── 本文 ──
説明

カメラ収納ボックス

【課題】カメラを確実に固定できるカメラ収納ボックスを提供することを目的とする。
【解決手段】本発明のカメラ収納ボックス1は、開口部10が設けられた壁板8と、該壁板8を貫通して該壁板8の両側に延びる2本の棒状支持体12と、前記壁板の一方の側の前記2本の棒状支持体12の間に架設されたカメラ支持部材31上に設置されたカメラ5と、前記壁板8の他方の側の前記2本の棒状支持体12の間に架設されたミラー支持部材14上に配置され、且つ容器の像を前記開口部10通して前記カメラ5に導くためのミラー部品2と、を備える。

【発明の詳細な説明】
【技術分野】
【0001】
本発明は、ビール壜等の容器の検査装置に取り付けられた検査用カメラを収納するカメラ収納ボックスに関する。
【背景技術】
【0002】
容器の検査装置に取り付けられたカメラ収納ボックスは、ミラー収納部と、ミラー収納部の左右に配置された一対のカメラ収納部とを備える。ミラー収納部は箱形のハウジング状に構成され、カメラ収納部は中空円筒状に形成されている。カメラ収納部及びミラー収納部内部には、ミラー収納部とカメラ収納部とを隔てる側壁を挿通して固定された一本のカメラ支持ロッドが配置されている。そしてカメラ支持ロッドのカメラ収納部内に延びる部分にはキーが設けられ、カメラ支持ロッドの当該キーが設けられた部分にはスライダを介して、カメラが固定されたL型ブラケットが滑動可能に取り付けられている。そしてスライダに設けられた溝がカメラ支持ロッドに設けられたキーと嵌合することにより、スライダは周方向に関して回り止めされている(例えば、特許文献1参照)。
───
**出題 A**
カメラ収納ボックスの文章について、次の問いに答えよ。
(i) 本発明のカメラは、何の上に設置されているか。
(ii) 本発明が対象とする検査装置の容器として、何が例に挙げられているか。
(iii) 背景技術のカメラ収納部は、どのような形状に形成されているか。
**出題 B**
カメラ収納ボックスの文章のうち、「容器の検査装置に取り付けられたカメラ収納ボックスは」で始まる段落を、主な事実を残して箇条書きに改めよ。
── 提供資料 ──
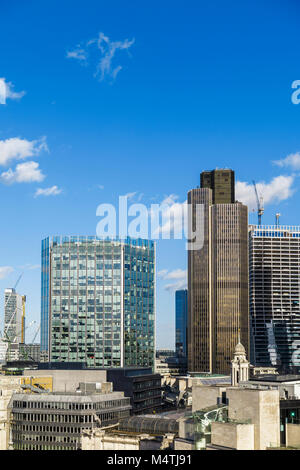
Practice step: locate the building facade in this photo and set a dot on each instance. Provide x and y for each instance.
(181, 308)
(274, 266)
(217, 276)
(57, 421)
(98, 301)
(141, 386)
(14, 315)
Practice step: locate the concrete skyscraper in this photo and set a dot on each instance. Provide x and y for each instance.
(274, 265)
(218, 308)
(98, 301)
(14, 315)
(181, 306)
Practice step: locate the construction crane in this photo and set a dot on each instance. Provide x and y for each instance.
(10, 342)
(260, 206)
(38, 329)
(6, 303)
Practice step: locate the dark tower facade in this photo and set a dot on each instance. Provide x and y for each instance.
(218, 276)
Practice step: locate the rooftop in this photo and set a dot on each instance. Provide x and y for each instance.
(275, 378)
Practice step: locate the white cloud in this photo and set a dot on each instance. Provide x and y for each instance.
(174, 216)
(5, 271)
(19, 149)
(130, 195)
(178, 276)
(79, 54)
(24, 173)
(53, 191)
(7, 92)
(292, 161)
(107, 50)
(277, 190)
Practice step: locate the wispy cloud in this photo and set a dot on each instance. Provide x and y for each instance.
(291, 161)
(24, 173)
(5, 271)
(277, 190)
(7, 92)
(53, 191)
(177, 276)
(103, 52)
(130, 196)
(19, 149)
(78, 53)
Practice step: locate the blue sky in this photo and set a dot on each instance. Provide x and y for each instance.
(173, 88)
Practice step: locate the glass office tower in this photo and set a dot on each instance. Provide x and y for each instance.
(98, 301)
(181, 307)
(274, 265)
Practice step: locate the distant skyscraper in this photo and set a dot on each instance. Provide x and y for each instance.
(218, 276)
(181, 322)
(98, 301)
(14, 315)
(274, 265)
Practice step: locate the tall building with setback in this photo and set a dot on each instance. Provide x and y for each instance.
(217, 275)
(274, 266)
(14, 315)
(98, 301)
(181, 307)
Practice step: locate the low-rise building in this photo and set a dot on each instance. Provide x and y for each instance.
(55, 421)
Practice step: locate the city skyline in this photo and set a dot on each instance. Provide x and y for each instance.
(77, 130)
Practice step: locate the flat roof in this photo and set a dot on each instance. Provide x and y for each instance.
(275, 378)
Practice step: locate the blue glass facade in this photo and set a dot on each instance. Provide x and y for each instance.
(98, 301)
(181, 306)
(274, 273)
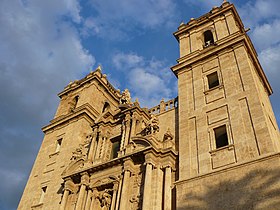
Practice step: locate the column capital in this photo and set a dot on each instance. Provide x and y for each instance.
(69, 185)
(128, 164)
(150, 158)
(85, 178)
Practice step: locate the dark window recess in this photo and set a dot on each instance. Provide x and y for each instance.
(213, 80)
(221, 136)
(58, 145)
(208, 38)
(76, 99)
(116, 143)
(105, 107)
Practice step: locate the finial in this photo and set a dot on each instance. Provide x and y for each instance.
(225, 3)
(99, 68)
───
── 提供資料 ──
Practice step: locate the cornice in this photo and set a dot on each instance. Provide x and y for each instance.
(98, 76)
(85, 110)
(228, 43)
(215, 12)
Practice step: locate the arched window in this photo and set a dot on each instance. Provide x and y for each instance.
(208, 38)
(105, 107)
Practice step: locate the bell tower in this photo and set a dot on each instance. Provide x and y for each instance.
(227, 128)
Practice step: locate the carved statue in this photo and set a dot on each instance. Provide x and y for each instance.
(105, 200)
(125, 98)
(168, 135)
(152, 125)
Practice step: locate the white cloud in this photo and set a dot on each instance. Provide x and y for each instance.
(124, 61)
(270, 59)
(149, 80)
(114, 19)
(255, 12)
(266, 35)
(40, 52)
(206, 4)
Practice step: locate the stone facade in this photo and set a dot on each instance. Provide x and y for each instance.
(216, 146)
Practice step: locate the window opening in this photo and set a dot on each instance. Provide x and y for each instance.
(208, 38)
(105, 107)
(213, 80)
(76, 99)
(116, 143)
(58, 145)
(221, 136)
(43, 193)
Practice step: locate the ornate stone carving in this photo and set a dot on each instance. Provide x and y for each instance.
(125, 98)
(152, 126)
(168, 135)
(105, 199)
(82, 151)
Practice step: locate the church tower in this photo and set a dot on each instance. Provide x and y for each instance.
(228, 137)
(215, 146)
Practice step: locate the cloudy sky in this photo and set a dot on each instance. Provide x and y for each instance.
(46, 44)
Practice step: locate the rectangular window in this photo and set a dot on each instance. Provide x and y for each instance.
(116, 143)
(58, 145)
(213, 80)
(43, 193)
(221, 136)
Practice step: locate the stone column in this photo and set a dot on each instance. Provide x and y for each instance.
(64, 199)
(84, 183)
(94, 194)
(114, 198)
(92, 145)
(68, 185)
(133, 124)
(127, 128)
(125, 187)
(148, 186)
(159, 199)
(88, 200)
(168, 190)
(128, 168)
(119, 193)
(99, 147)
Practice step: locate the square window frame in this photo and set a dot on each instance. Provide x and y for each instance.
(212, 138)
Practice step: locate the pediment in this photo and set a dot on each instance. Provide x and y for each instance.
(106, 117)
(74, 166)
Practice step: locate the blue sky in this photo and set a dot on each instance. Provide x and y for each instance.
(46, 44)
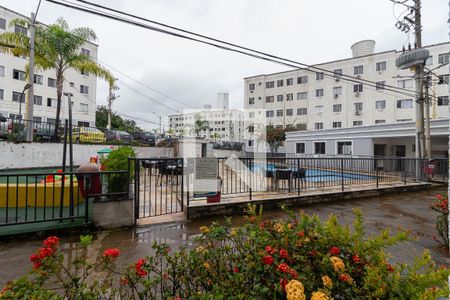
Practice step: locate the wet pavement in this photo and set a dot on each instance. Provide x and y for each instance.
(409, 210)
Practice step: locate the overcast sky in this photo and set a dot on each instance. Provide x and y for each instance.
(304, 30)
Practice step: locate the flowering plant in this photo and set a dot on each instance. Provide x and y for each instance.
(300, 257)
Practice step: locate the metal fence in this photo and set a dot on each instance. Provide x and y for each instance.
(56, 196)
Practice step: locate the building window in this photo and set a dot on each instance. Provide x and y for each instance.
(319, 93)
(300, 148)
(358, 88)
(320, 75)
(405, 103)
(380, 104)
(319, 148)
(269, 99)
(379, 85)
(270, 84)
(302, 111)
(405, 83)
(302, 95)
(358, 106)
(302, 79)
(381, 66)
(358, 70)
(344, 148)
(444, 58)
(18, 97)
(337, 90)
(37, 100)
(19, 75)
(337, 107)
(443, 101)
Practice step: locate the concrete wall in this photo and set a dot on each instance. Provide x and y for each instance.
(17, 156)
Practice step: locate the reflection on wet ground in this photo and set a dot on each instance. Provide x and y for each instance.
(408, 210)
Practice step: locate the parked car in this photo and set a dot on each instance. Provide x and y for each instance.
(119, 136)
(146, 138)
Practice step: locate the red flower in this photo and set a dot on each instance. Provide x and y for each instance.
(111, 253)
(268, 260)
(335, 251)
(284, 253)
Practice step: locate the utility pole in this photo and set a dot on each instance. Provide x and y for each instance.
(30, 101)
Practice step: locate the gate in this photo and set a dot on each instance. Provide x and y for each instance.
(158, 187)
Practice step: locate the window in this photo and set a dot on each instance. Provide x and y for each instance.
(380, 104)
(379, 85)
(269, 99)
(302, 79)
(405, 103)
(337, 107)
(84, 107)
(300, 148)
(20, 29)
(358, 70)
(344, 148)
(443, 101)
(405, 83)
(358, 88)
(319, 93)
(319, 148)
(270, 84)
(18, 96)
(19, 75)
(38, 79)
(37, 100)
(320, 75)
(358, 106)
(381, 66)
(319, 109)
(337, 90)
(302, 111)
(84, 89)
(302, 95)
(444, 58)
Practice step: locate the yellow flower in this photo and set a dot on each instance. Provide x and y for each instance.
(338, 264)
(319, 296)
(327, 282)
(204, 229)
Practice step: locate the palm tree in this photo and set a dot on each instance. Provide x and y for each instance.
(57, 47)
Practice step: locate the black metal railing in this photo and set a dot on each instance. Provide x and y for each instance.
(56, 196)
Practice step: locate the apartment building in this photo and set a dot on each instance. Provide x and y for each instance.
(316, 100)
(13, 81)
───
**解答 A**
(i) 壁板の一方の側で2本の棒状支持体の間に架設されたカメラ支持部材31の上
(ii) ビール壜
(iii) 中空円筒状

**解答 B**
- 容器の検査装置のカメラ収納ボックスは、ミラー収納部と、その左右に配置された一対のカメラ収納部からなる。
- ミラー収納部は箱形のハウジング状、カメラ収納部は中空円筒状である。
- 両収納部を隔てる側壁を挿通して、一本のカメラ支持ロッドが固定されている。
- カメラ支持ロッドのカメラ収納部内に延びる部分にはキーが設けられている。
- その部分に、カメラを固定したL型ブラケットがスライダを介して滑動可能に取り付けられている。
- スライダの溝がキーと嵌合することで、スライダは周方向に回り止めされる(例：特許文献1)。